● **What is required**
Write the material out again exactly as it stands.

● **Provided entries**
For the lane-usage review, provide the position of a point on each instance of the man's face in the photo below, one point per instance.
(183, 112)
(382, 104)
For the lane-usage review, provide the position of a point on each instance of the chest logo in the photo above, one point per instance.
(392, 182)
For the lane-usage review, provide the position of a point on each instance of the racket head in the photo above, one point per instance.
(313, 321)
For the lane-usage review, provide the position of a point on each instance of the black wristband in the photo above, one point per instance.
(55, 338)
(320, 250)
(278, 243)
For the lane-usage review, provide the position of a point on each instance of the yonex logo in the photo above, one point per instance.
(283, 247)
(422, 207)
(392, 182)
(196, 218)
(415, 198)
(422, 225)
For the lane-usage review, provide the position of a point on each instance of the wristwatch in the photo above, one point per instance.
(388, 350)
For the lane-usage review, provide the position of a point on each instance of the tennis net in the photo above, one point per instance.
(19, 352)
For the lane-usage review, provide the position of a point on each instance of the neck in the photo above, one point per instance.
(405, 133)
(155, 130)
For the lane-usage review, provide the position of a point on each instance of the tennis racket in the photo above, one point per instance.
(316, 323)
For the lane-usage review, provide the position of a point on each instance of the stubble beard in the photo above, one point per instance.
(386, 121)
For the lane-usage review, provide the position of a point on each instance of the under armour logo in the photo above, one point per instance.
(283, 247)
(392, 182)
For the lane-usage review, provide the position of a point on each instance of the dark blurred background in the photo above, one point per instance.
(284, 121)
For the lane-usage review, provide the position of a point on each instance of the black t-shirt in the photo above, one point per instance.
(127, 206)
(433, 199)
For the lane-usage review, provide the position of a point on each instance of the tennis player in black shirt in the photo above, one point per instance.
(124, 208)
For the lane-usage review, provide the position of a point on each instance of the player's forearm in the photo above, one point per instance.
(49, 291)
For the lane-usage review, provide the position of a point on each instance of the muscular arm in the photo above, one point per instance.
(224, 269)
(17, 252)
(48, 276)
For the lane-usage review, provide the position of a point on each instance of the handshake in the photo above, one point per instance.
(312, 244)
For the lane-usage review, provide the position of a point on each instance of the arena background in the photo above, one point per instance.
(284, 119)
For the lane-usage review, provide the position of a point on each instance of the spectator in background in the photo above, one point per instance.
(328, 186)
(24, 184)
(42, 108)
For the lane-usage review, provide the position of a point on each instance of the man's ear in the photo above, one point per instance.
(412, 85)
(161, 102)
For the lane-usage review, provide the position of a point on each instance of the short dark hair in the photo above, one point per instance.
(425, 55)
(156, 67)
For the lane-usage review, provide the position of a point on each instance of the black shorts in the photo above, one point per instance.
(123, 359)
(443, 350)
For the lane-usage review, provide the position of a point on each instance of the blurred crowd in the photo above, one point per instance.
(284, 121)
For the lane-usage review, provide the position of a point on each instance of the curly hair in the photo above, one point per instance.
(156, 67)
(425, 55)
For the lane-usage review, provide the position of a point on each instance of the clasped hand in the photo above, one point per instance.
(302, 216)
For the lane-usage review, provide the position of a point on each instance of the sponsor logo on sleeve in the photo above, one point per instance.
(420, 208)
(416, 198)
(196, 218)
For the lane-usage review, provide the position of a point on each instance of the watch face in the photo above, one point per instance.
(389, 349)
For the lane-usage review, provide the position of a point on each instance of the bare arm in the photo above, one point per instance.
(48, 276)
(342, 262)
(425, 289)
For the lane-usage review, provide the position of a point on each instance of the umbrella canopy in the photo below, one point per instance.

● **Result**
For the lane-usage review, provide the position of a point on each instance of the man's face in the photo below, one point per instance.
(183, 112)
(382, 104)
For the lane-usage review, provide the position of a point on each instance of the chest logo in the photo above, one point per instance.
(392, 182)
For the lane-usage review, provide the position of a point on each instance of the racket head in the photo above, one point per instance.
(313, 321)
For the lane-usage review, provide the position of a point on each instance of the black wristband in the photo above, one point per instance.
(55, 338)
(320, 250)
(278, 243)
For the lane-usage review, provide the position of a point on each instance of the yonex logo in the photo above, one point per instance.
(283, 247)
(422, 207)
(392, 182)
(196, 218)
(415, 198)
(422, 225)
For the lane-usage review, provide the position of a point on each instance of the wristwatch in the photo above, one point per instance.
(388, 350)
For the lane-usage review, provide the position of a point on each instance of the tennis net in the photo above, one point per instance.
(19, 352)
For the lane-usage review, provide the position of a point on each instance of the neck in the photo above, one point per instance.
(405, 133)
(155, 130)
For the lane-usage review, provide the position of a point on each instance of the tennis racket in the photo above, one point per instance.
(316, 323)
For the lane-usage review, provide the position of a point on each instance of the stubble beard in the photo above, one point per instance.
(386, 121)
For the lane-usage review, provide the position of a point on each instance of the under armour logo in the photo above, one point per instance.
(283, 247)
(392, 182)
For the lane-usage review, provide the position of a point on each instance of the dark blurred background in the photo above, one point per instance.
(284, 121)
For the lane-usage review, provide the position of a point on each instance of the black t-shirt in the photo above, one point per instance.
(127, 206)
(433, 199)
For the lane-usage review, provide the position of a point on each instance of the tennis player in black shirt in the photo above, one point per instance.
(124, 208)
For the lane-usage review, provide the position of a point on each instance of the player's forearm in the photo above, one point per instance.
(49, 291)
For the lane-usage review, provide the position of a point on each instance of the muscular arm in the photo above, one point per instance.
(224, 269)
(17, 252)
(48, 276)
For the lane-usage review, provide the position of a point on each instance of the handshake in the photo above, one point per instance.
(312, 244)
For the lane-usage review, provide the position of a point on each instance of the arena background in the photo above, one point per instance.
(284, 119)
For the lane-usage review, provide the position of a point on each instance of the spectator in background in the photo above, one point per instance.
(328, 186)
(24, 184)
(42, 108)
For the lane-usage review, provide the position of a point on each instance of the man's ear in the photo above, one point per instance.
(412, 85)
(161, 102)
For the lane-usage review, provide the position of a point on each instance of the short dark hair in the photo above, one point per instance.
(425, 55)
(156, 67)
For the lane-usage review, provide the position of a point on each instance of the black shorts in the photo above, one point per instance.
(123, 359)
(443, 350)
For the lane-usage review, provide the position of a point on each instance of the blurred crowd in the photo above, one point per instance.
(284, 121)
For the lane-usage review, provide the position of a point on each instance of the curly hair in the photo above, one point per instance.
(156, 67)
(425, 55)
For the lane-usage review, provide the position of a point on each instance of the clasped hand in the photo above, one point per instance.
(302, 216)
For the lane-usage review, provide the position of a point on each instance of the sponsor logo on sleeve in the photo above, one point per instance.
(420, 208)
(416, 198)
(196, 218)
For the lane-usage review, provide the position of a point on each instance of the watch face in the photo above, one point per instance.
(389, 349)
For the lane-usage review, provide the position of a point on each instance of the bare arm in the photo above, one point per instance.
(48, 276)
(342, 262)
(425, 289)
For the lane-usage review, provide the position of a point on each instance of the umbrella canopy in the photo below, one point per instance.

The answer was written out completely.